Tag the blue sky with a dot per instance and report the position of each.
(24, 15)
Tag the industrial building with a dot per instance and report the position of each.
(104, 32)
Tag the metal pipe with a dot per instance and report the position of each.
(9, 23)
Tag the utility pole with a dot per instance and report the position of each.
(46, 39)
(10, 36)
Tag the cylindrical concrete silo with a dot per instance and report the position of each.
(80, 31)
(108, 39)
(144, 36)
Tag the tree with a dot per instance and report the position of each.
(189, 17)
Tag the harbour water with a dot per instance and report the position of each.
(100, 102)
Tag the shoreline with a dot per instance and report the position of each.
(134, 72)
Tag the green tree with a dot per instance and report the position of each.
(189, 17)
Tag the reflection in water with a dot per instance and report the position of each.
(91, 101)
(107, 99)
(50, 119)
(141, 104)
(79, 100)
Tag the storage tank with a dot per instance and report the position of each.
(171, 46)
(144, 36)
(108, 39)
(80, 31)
──────
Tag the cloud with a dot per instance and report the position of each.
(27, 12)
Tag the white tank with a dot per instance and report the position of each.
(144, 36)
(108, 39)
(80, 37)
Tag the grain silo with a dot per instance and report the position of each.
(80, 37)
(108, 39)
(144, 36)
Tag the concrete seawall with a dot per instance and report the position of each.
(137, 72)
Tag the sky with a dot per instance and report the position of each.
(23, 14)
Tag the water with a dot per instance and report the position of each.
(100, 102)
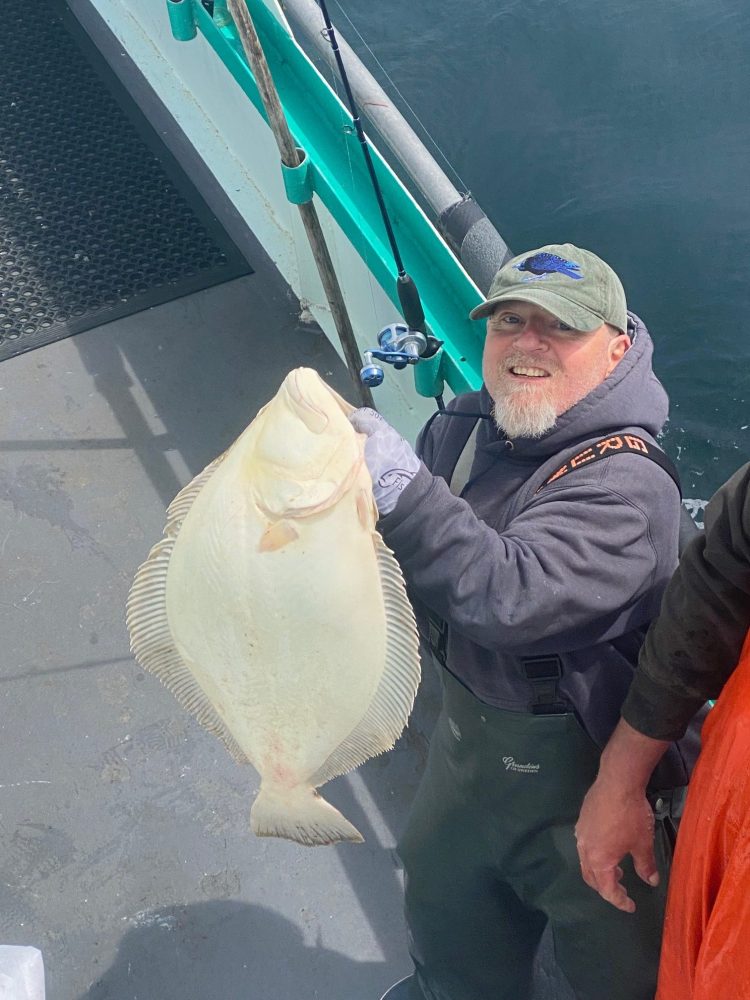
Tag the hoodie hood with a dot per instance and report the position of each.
──────
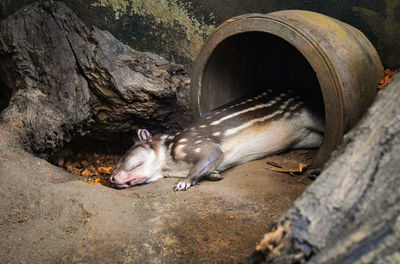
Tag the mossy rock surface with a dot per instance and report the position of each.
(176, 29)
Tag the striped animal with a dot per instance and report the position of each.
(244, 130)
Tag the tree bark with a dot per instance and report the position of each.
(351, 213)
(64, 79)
──────
* **What you have to do**: Report how many lines of the rows above contain the word "water", treating uppercase and lowercase as different. Give only the number.

* **Expected answer**: 3